* REQUIRED TASK:
Rewrite the records below with every "silver fish" changed to "orange fish" and everything else kept the same. Leave the pictures out of your answer.

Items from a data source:
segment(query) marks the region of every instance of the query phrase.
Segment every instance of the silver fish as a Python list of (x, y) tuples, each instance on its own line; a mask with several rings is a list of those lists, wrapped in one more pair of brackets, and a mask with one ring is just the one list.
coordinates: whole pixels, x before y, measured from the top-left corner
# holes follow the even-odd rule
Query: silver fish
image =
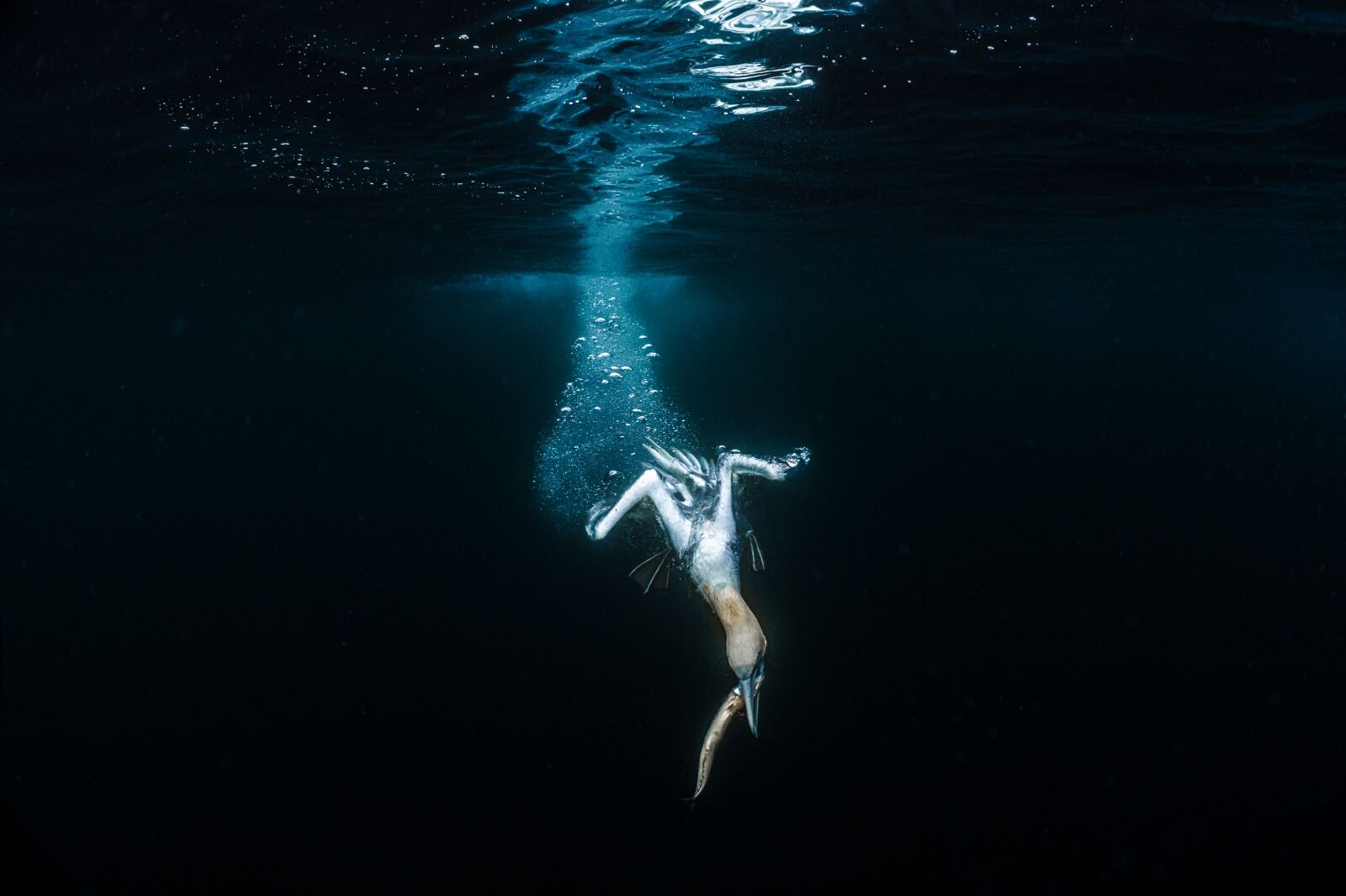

* TASK RESULT:
segment(query) marks the region of every instance of the query phrase.
Segment every instance of the orange fish as a Python list of (x, y) tuples, each instance on its own line; a mask with several rings is a list of those lists, wrapped in one more pair of brackets, and a mask with one ring is just the one list.
coordinates: whole pixels, x before y, measured from the top-left corner
# holes follow the even-odd rule
Query: orange fish
image =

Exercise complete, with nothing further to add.